▸ **What you need to do**
Could you write out the records starting at the line containing "like x=257 y=302." and ending at the line containing "x=411 y=330", changing "cub's paw" to "lion's paw" and keeping everything else the same?

▸ **Records provided**
--------

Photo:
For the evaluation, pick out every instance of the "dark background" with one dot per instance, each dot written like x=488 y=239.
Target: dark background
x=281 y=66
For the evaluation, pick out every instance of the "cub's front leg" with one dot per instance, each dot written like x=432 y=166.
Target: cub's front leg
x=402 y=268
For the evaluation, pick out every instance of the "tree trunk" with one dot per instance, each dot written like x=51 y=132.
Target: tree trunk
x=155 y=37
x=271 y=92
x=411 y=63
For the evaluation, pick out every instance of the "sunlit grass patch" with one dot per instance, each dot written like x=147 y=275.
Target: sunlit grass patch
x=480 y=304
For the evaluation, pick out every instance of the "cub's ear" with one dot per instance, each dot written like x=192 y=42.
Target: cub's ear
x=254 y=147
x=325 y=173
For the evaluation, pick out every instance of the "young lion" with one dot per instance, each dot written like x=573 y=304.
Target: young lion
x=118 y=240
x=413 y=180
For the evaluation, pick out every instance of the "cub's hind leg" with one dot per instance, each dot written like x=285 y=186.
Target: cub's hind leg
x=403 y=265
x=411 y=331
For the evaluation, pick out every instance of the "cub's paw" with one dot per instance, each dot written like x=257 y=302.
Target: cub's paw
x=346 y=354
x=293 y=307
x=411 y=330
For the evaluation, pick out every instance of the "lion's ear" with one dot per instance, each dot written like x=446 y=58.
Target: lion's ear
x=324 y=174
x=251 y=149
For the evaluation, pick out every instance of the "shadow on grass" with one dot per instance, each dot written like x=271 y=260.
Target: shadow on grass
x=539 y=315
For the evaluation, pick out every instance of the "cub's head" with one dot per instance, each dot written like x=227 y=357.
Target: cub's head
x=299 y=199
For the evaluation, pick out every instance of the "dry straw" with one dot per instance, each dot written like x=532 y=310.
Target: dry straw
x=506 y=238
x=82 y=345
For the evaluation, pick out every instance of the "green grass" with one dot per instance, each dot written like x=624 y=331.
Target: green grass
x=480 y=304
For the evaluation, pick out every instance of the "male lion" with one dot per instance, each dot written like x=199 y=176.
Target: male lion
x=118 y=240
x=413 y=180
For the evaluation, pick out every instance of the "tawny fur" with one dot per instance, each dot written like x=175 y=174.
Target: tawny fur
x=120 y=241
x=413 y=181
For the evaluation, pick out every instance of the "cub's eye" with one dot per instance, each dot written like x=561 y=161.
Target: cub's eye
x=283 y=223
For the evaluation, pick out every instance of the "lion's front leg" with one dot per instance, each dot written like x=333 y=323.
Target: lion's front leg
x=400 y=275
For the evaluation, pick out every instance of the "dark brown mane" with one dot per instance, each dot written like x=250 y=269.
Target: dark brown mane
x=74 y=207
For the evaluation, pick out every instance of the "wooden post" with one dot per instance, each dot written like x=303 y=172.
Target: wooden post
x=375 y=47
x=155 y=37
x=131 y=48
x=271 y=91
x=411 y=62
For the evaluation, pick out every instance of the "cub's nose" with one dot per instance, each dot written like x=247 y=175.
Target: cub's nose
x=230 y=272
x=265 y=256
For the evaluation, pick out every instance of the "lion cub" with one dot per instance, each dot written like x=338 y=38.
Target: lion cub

--------

▸ **Answer to the problem**
For the evaluation, pick out every instance of the "lion's paw" with one dot per instance, each dot written like x=257 y=302.
Target: lion's paw
x=346 y=354
x=293 y=307
x=411 y=330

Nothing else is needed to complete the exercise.